Written request 1: Using the abstract on modified ZIF-8 electrocatalysts below, explain in one to three sentences why some of the Zn(II) ions in ZIF-8 were replaced with Co(II), Cu(II), or Ni(II) ions.
Written request 2: Turn the paragraph of the abstract on modified ZIF-8 electrocatalysts that begins "Zeolitic Imidazole Frameworks-8 (ZIF-8) have been modified" into a short bulleted list that keeps its main facts.
Written request 3: According to the abstract on modified ZIF-8 electrocatalysts, what overpotential did 50%-Co(II)/ZIF/C need to reach a current density of 10 mA cm-2 for the oxygen evolution reaction?

Document segment:
Evergreen — Joint Journal of Novel Carbon Resource Sciences and Green Asia Strategy
Article Open Access CC BY 4.0 Vol 13 · Iss 02 · June 2026 · pp. 813–824

Zeolitic Imidazole Frameworks-8 (ZIF-8) Modified with Cu(II)/Ni(II)/Co(II) As Bifunctional ORR/OER Electrocatalytic Material

Annisa Nur Buana Wati1, Ubed Sonai Fahruddin Arrozi2, Abu Masykur1, Sri Hastuti1, Atmanto Heru Wibowo1

1 Department of Chemistry, Faculty of Mathematics and Sciences, Universitas Sebelas Maret, Jl. Ir. Sutami No. 36A. Jebres, Surakarta 57126, Central Java, Indonesia
2 Department of Chemistry, Faculty of Mathematics and Sciences, State University of Malang, Jl. Semarang 5, Malang 65145, East Java, Indonesia

Corresponding author: aheruwibowo@staff.uns.ac.id  ·  Atmanto Heru Wibowo

ReceivedFebruary 21, 2025
AcceptedSeptember 10, 2025
PublishedJune 2026

Abstract

Zeolitic Imidazole Frameworks-8 (ZIF-8) have been modified with transition metals by partially replacing the original Zn(II) metal ions with Co(II), Cu(II), or Ni(II) ions to form 50%-Co(II)/Ni(II)/Cu(II)/ZIF-8. The modification aims to create a material with a higher surface area, which is beneficial for use as an electrocatalyst. Among these MOFs, Co-modified ZIF-8 has shown the most potential electrocatalytic activity toward the oxygen reduction reaction (ORR) compared to nickel or copper modifications. Rotating ring-disk electrode (RRDE) measurements revealed kinetic parameters such as onset potential, kinetic current density, Tafel slope, and electron transfer number, offering insights into the reaction mechanism. 50%-Co(II)/ZIF demonstrated the best performance as an efficient ORR catalyst, with an onset potential of 0.8 V vs RHE and an electron transfer number reaching 3.43 at 0.7 V vs RHE, indicating a tendency towards a four-electron pathway. Chronoamperometry and 100 cycles of cyclic voltammetry measurements provided evidence of the stability of the material. Additionally, 50%-Co(II)/ZIF/C exhibited a decent overpotential of 0.509 V to achieve a current density of 10 mA cm-2 for oxygen evolution reaction (OER) catalysis.

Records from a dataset
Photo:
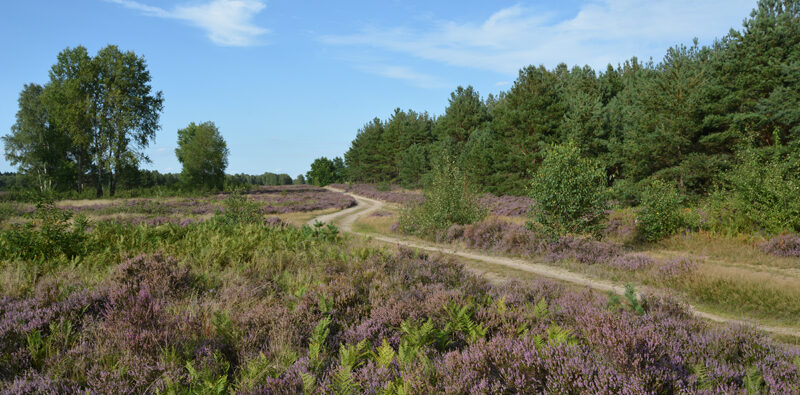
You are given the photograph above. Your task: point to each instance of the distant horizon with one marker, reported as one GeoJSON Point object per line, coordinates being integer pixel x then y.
{"type": "Point", "coordinates": [287, 84]}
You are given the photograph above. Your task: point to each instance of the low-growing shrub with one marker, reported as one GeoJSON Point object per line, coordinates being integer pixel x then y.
{"type": "Point", "coordinates": [48, 235]}
{"type": "Point", "coordinates": [659, 211]}
{"type": "Point", "coordinates": [448, 200]}
{"type": "Point", "coordinates": [759, 193]}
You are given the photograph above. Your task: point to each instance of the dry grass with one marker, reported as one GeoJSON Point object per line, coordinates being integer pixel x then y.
{"type": "Point", "coordinates": [300, 218]}
{"type": "Point", "coordinates": [733, 251]}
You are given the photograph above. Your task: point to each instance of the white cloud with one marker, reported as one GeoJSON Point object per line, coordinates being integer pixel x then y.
{"type": "Point", "coordinates": [601, 32]}
{"type": "Point", "coordinates": [227, 22]}
{"type": "Point", "coordinates": [421, 80]}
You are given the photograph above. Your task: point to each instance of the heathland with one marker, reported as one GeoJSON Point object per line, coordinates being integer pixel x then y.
{"type": "Point", "coordinates": [633, 230]}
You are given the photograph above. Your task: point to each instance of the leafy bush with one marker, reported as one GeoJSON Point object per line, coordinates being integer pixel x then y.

Final result 1: The swap was meant to give the material a higher surface area, which helps it work as an electrocatalyst.

Final result 2:
- Some of the Zn(II) ions in ZIF-8 were replaced with Co(II), Cu(II), or Ni(II) ions, giving 50%-Co(II)/Ni(II)/Cu(II)/ZIF-8.
- The goal was a higher surface area, which helps an electrocatalyst.
- The cobalt version showed the most promise for the oxygen reduction reaction (ORR), ahead of nickel and copper.
- Rotating ring-disk electrode (RRDE) tests measured onset potential, kinetic current density, Tafel slope, and electron transfer number, which shed light on the reaction mechanism.
- 50%-Co(II)/ZIF performed best for ORR. It had an onset potential of 0.8 V vs RHE and an electron transfer number of 3.43 at 0.7 V vs RHE, which points toward a four-electron pathway.
- Chronoamperometry and 100 cycles of cyclic voltammetry showed the material is stable.
- For the oxygen evolution reaction (OER), 50%-Co(II)/ZIF/C needed an overpotential of 0.509 V to reach 10 mA cm-2.

Final result 3: 0.509 V